_PROBLEM REQUIREMENTS_. Report each line from the records where the string "below" turns up.

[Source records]
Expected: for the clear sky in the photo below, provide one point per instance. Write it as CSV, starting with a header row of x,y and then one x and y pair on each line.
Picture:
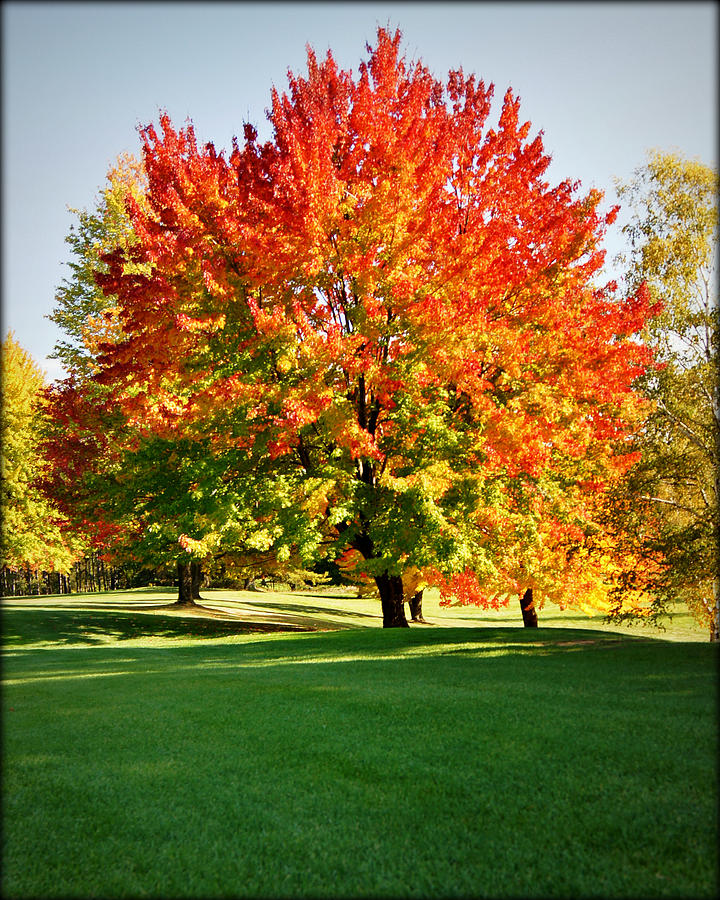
x,y
604,81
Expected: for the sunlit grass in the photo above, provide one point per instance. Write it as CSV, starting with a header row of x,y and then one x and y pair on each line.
x,y
478,759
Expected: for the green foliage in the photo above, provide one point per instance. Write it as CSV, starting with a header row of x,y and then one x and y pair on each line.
x,y
82,311
31,533
671,507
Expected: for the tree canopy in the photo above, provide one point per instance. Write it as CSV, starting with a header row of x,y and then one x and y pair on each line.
x,y
382,328
669,501
32,535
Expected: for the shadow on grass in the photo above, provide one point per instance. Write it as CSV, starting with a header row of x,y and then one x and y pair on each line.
x,y
309,610
97,626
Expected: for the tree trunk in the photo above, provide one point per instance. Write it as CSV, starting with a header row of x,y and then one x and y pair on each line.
x,y
415,604
188,583
196,579
391,598
528,609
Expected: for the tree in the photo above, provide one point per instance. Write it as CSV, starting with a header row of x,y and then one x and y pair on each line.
x,y
33,534
391,314
670,498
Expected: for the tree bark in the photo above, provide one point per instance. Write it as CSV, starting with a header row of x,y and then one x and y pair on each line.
x,y
528,609
189,577
415,604
391,599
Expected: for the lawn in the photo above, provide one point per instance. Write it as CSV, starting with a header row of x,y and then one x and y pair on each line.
x,y
147,753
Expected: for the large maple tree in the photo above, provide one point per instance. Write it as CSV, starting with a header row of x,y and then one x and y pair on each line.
x,y
392,314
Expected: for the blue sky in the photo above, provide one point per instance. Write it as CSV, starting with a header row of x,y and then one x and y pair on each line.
x,y
604,81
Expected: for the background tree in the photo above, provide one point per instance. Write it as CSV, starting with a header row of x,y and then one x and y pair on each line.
x,y
33,534
391,313
670,507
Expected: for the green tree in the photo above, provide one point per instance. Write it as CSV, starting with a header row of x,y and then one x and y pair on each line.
x,y
82,311
32,534
670,509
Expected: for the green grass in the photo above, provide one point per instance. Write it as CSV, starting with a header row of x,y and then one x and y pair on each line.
x,y
146,754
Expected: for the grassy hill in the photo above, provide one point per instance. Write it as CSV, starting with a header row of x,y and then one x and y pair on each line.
x,y
150,753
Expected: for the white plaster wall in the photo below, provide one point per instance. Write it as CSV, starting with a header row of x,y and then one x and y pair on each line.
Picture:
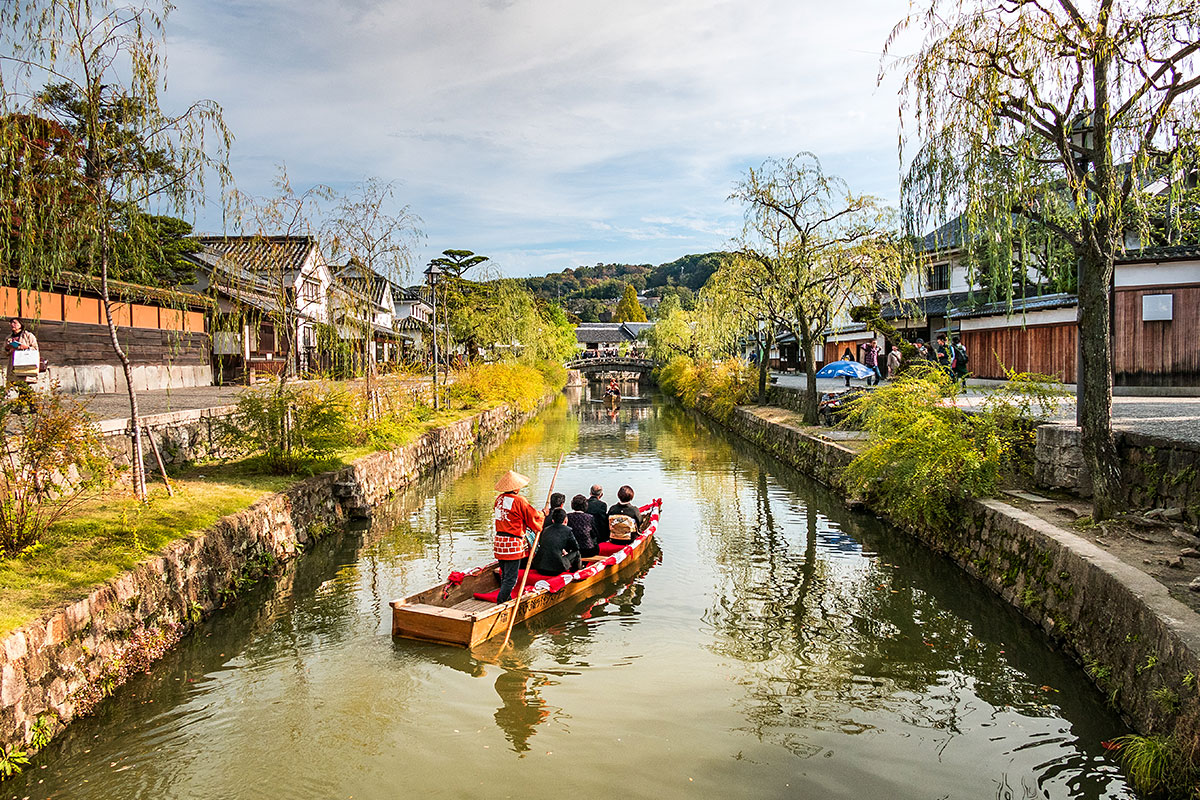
x,y
1051,317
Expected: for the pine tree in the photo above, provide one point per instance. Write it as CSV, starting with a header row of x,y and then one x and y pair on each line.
x,y
629,310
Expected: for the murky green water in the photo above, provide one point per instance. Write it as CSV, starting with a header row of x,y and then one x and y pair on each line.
x,y
780,647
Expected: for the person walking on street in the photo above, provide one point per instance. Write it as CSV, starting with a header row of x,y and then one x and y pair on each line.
x,y
960,361
871,360
945,355
22,353
894,358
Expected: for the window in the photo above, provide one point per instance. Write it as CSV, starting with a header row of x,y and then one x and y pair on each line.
x,y
310,290
939,277
265,338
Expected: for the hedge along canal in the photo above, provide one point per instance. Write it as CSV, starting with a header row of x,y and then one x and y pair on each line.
x,y
780,647
1140,645
66,662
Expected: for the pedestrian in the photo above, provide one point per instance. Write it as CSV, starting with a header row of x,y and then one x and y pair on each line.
x,y
871,360
960,361
945,355
894,358
23,362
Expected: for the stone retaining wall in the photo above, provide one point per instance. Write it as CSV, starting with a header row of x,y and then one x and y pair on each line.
x,y
1156,473
58,666
1138,643
183,437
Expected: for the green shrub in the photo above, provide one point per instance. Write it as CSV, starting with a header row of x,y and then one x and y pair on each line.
x,y
927,453
726,384
12,761
293,428
1156,765
53,459
504,382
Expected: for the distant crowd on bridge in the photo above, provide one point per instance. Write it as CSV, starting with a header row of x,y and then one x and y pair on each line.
x,y
612,353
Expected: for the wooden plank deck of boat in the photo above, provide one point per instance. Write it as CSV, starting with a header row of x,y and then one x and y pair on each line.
x,y
472,606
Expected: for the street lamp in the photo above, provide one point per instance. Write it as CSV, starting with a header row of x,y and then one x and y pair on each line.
x,y
432,275
1081,134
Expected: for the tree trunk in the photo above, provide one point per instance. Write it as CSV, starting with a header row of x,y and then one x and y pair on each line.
x,y
809,407
763,367
1096,384
137,465
1102,230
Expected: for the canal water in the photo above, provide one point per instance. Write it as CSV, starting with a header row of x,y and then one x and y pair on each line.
x,y
778,647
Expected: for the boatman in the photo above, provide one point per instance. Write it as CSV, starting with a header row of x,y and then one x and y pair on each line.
x,y
514,515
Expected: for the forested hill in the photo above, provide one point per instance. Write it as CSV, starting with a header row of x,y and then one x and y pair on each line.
x,y
606,282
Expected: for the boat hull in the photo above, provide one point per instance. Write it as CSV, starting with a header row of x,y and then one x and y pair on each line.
x,y
450,614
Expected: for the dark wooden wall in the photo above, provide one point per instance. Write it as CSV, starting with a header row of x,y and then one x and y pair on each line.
x,y
69,344
1049,349
1157,354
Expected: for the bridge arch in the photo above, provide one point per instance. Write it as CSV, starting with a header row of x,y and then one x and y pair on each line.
x,y
612,365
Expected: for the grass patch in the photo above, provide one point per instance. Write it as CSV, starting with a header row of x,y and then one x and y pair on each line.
x,y
112,533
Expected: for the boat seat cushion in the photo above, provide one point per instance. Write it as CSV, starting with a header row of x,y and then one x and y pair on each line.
x,y
611,548
490,596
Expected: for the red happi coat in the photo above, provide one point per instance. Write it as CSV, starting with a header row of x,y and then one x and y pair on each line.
x,y
513,515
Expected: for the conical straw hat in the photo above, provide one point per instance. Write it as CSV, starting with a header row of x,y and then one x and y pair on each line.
x,y
511,481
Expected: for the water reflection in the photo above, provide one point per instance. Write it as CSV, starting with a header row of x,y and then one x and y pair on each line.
x,y
780,645
522,705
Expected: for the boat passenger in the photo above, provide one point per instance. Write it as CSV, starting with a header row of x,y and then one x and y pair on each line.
x,y
624,519
513,515
557,551
583,525
556,501
599,509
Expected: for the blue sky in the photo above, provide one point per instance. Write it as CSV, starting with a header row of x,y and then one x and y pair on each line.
x,y
544,133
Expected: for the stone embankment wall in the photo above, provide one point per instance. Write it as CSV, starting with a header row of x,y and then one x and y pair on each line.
x,y
1156,473
63,663
183,437
1138,643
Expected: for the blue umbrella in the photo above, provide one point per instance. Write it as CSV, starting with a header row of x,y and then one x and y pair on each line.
x,y
845,370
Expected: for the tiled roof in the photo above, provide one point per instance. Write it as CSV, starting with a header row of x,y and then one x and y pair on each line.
x,y
1173,253
1019,306
411,324
929,306
259,254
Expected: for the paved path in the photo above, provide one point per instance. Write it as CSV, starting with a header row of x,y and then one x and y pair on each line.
x,y
1171,417
166,401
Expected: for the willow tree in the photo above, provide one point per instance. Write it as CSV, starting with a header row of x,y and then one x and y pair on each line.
x,y
826,248
377,239
1050,112
628,308
96,67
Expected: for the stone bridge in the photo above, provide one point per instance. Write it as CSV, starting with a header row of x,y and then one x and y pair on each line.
x,y
612,365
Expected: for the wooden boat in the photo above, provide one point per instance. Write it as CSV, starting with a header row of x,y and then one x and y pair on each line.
x,y
451,613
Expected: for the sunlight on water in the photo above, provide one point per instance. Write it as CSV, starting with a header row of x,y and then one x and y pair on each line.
x,y
778,645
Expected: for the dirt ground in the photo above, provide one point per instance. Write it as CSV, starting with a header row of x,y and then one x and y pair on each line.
x,y
1168,551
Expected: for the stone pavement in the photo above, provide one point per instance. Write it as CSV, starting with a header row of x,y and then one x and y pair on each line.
x,y
113,407
1171,417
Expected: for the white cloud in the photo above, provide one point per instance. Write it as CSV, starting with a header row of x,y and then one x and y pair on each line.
x,y
543,130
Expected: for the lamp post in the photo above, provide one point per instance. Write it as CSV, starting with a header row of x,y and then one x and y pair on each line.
x,y
433,274
1083,142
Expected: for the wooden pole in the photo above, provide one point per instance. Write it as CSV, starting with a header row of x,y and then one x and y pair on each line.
x,y
157,457
525,576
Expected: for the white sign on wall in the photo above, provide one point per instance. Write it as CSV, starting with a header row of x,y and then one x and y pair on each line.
x,y
1157,307
226,343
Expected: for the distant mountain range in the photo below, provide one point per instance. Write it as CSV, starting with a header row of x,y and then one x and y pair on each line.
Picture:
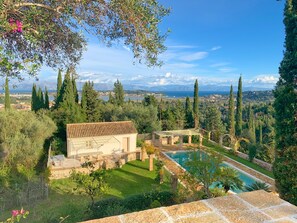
x,y
22,86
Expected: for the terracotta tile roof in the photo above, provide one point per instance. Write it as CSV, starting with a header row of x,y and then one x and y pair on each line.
x,y
80,130
249,207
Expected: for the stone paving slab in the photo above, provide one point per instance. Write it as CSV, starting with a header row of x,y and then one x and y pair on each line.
x,y
250,207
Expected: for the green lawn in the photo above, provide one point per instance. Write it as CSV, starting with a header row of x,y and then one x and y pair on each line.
x,y
224,152
63,201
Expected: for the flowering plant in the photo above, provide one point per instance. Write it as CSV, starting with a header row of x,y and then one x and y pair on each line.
x,y
16,216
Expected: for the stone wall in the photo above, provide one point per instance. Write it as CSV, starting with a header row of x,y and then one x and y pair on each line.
x,y
105,162
261,163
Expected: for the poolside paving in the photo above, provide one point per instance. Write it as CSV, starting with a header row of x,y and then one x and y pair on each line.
x,y
249,207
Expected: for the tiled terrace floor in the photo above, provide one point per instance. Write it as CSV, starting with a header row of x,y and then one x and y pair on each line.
x,y
250,207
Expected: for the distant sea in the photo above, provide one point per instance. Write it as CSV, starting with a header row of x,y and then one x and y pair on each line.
x,y
183,94
167,94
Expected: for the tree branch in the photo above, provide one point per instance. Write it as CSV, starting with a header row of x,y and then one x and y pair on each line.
x,y
28,4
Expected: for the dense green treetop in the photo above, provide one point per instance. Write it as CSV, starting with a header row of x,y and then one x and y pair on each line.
x,y
196,105
90,102
189,114
7,95
119,94
231,121
238,117
46,99
285,106
52,33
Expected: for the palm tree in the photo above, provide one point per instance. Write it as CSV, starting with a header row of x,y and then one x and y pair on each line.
x,y
258,186
228,179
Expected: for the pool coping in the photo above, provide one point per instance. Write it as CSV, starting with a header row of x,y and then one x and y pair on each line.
x,y
237,168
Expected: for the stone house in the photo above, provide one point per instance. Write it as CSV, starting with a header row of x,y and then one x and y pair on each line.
x,y
100,138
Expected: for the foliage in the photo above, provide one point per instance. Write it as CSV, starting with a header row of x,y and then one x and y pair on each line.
x,y
7,95
119,94
38,101
285,106
90,102
49,33
16,216
238,116
150,149
189,119
284,169
196,105
150,100
133,203
159,171
22,137
257,186
93,184
214,122
217,192
46,99
205,169
228,179
231,121
251,125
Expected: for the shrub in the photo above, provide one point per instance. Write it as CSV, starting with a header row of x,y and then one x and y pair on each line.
x,y
252,151
155,204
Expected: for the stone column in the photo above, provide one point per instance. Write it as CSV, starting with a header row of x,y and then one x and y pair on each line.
x,y
200,140
190,139
171,140
221,140
181,139
151,167
160,141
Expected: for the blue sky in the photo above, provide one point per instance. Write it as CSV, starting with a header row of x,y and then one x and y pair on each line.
x,y
212,40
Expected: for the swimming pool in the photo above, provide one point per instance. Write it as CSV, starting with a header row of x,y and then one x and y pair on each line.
x,y
181,157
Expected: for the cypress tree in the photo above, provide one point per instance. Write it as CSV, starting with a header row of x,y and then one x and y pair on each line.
x,y
189,114
59,87
110,98
34,99
238,117
46,99
75,92
285,106
260,133
231,123
119,94
40,97
90,102
251,125
196,106
7,95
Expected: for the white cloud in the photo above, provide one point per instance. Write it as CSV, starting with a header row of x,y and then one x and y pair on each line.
x,y
215,48
226,69
126,48
194,56
219,64
181,47
265,79
168,75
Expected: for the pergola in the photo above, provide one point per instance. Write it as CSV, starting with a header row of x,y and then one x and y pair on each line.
x,y
176,133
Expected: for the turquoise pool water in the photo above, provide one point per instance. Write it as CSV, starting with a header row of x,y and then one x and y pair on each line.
x,y
182,157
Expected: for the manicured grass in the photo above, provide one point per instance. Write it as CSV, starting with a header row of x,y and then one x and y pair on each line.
x,y
224,152
63,201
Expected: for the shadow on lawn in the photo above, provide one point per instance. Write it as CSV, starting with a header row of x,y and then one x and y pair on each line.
x,y
137,166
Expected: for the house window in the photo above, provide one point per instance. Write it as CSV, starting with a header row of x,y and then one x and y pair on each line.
x,y
89,144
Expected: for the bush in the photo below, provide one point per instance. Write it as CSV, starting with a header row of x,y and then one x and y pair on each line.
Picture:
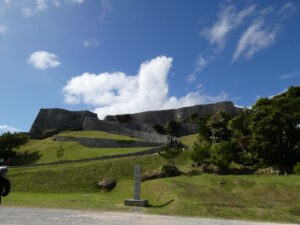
x,y
297,168
170,170
201,150
172,128
225,151
159,128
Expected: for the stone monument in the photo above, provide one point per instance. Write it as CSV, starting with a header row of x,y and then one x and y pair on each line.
x,y
136,201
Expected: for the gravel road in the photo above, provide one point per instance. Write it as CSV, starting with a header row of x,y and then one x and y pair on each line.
x,y
34,216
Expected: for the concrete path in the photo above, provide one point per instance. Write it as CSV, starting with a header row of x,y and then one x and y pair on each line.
x,y
34,216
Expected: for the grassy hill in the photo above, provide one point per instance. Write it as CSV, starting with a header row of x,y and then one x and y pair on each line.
x,y
250,197
97,134
256,197
45,150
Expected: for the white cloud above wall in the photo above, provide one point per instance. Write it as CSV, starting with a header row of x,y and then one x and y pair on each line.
x,y
43,60
119,93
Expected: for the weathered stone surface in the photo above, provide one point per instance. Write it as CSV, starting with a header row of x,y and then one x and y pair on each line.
x,y
140,203
144,121
179,115
115,128
52,121
209,168
107,184
106,143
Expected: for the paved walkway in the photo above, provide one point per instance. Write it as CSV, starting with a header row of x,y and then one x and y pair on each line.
x,y
34,216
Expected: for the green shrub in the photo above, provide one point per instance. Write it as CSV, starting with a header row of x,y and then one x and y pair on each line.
x,y
224,154
159,128
297,168
170,170
201,150
172,128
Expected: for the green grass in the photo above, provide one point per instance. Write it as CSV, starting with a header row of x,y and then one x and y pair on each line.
x,y
250,197
96,134
189,140
47,149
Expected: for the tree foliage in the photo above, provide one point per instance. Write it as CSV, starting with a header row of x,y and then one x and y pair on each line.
x,y
217,125
266,135
170,153
9,141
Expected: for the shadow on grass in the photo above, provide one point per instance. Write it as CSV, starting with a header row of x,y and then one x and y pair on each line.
x,y
162,205
26,158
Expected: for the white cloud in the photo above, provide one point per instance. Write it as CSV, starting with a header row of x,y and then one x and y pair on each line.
x,y
286,8
106,8
43,60
289,75
254,39
119,93
39,6
200,63
78,1
91,43
229,19
6,128
3,29
56,3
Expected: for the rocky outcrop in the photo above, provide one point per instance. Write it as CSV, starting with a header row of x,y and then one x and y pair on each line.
x,y
115,128
107,184
178,115
140,125
106,143
145,120
52,121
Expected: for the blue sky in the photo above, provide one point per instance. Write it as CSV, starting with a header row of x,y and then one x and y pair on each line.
x,y
115,57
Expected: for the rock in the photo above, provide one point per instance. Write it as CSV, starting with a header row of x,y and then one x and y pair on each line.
x,y
107,184
209,168
51,121
144,121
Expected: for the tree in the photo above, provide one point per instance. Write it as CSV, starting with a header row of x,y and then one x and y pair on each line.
x,y
172,128
170,153
224,153
217,124
204,130
60,153
9,141
274,122
201,150
239,126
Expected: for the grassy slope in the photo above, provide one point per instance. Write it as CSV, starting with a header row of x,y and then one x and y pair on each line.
x,y
47,148
257,197
96,134
189,139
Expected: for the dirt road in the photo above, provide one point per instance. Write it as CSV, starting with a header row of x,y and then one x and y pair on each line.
x,y
34,216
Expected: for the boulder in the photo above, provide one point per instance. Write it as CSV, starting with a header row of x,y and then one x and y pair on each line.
x,y
107,184
209,168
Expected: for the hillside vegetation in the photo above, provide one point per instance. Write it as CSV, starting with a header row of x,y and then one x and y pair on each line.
x,y
45,150
258,197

_EXPECTED ANSWER_.
Expected: for the clear sky in the photo below, provide one point per instance. Write it as CSV, starting with a header row of x,y and then one x and y pair on each line.
Expected: for the white plaster wall in the photo below, provide one point per instance. Write it as CSV, starting with a header row of x,y and then one x and y pair on each line.
Expected: for the distant mountain range in the photo below, provide one point per instance. Write it as CSV, starting with a header row of x,y and then one x and y pair on each line.
Expected: for the bush in the photo below, provide one point per instance. Write it as CSV, starting with a header row of x,y and then one x and y pair on each line.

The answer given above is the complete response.